# [Problema proposto 1]
Diga se cada afirmação abaixo está de acordo com o trecho sobre as duas versões do poema, respondendo sim ou não e citando literalmente as palavras do trecho que decidem a questão.
(a) O comentário prefere a palavra "tremente" à palavra "demente".
(b) O poema traz uma epígrafe acompanhada do nome SHELLEY.
(c) O poema pede que não se derrame nenhuma lágrima pela voz que fala.

# [Trecho]
-=-=-

A seguir, o poema em sua versão "errada" e, do lado direito, na versão "corrigida". A minha opinião é que o "demente" fica melhor que "tremente". Há, parece-me, um contraponto, no texto, entre o sofrimento da mãe (e todas as mães são "idosas", "dementes") e a juventude da musa. Três adjetivos, dentre outros, caberiam à pálpebra: demente, tremente e contente. Demente, da mãe, em oposto à "contente", da jovem, parece-me o mais adequado. Tremente? Acho que não. Contente? Nem pensar. Bom, a palavra com sua Exª, o Leitor!

 


 

Lembrança de morrer - versão tipográfica

 

No more! o never more!
SHELLEY

 

Quando em meu peito rebentar-se a fibra
Que o espírito enlaça à dor vivente,
Não derramem por mim nem uma lágrima
Em pálpebra demente.
 


E nem desfolhem na matéria impura
A flor do vale que adormece ao vento:
Não quero que uma nota de alegria
Se cale por meu triste passamento.
 


Eu deixo a vida como deixa o tédio
Do deserto, o poento caminheiro
— Como as horas de um longo pesadelo
Que se desfaz ao dobre de um sineiro;
 


Como o desterro de minh'alma errante,
Onde fogo insensato a consumia:
Só levo uma saudade — é desses tempos
Que amorosa ilusão embelecia.

-=-=-

# [Problema proposto 2]
Devolva cada linha dos registros em que aparece a palavra "pointer".

-=-=-

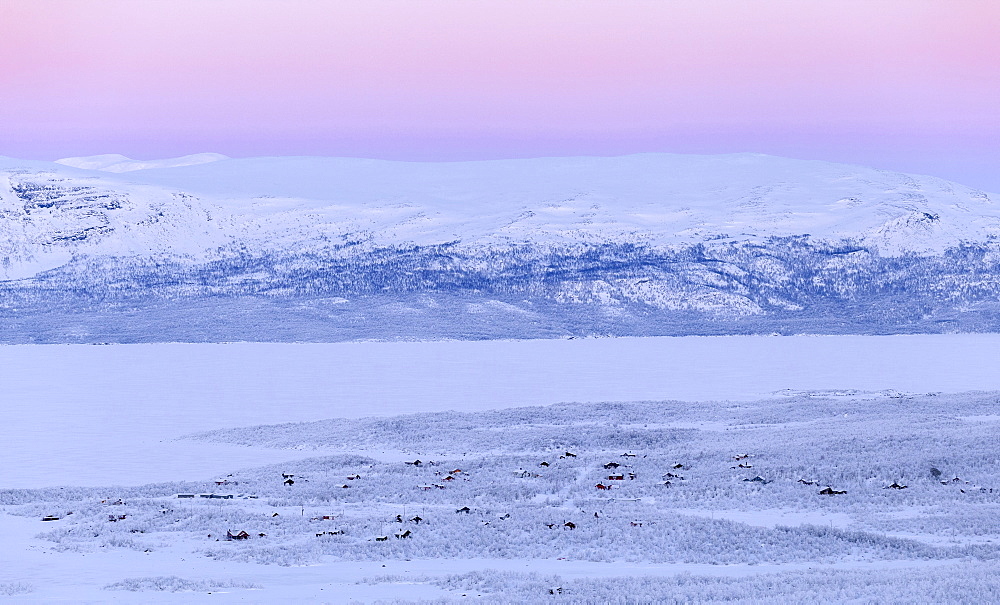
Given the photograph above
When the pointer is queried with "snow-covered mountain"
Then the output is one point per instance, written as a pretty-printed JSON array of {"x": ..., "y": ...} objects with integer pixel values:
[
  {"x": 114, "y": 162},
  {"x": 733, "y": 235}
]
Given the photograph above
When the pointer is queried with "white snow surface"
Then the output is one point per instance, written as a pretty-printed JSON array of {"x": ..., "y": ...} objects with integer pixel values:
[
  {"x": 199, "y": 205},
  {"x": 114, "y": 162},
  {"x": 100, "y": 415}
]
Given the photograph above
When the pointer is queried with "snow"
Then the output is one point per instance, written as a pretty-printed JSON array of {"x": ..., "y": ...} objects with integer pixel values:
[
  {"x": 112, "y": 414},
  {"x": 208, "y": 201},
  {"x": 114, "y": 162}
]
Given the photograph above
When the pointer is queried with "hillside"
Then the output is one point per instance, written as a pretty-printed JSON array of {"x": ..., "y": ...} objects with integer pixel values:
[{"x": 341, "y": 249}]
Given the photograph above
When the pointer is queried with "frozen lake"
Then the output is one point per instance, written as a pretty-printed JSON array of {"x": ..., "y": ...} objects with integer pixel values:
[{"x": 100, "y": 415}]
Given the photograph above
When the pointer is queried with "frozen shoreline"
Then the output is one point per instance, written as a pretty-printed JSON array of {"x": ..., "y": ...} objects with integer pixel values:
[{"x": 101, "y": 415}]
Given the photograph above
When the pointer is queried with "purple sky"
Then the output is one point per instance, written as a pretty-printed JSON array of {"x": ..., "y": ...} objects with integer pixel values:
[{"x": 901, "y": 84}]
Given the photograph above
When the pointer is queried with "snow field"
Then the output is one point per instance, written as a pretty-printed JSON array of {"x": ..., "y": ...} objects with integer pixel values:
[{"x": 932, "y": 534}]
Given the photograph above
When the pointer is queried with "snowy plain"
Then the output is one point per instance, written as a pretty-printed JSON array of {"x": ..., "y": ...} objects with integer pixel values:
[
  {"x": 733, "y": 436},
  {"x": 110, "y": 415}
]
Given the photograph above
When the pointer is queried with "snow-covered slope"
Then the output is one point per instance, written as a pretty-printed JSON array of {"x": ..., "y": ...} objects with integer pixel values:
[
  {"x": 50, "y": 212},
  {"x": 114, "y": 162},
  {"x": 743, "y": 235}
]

-=-=-

# [Resposta completa 1]
(a) Não: "Tremente? Acho que não."
(b) Sim: "No more! o never more!" e "SHELLEY".
(c) Sim: "Não derramem por mim nem uma lágrima".

# [Resposta completa 2]
When the pointer is queried with "snow-covered mountain"
When the pointer is queried with "white snow surface"
When the pointer is queried with "snow"
When the pointer is queried with "hillside"
When the pointer is queried with "frozen lake"
When the pointer is queried with "frozen shoreline"
When the pointer is queried with "purple sky"
When the pointer is queried with "snow field"
When the pointer is queried with "snowy plain"
When the pointer is queried with "snow-covered slope"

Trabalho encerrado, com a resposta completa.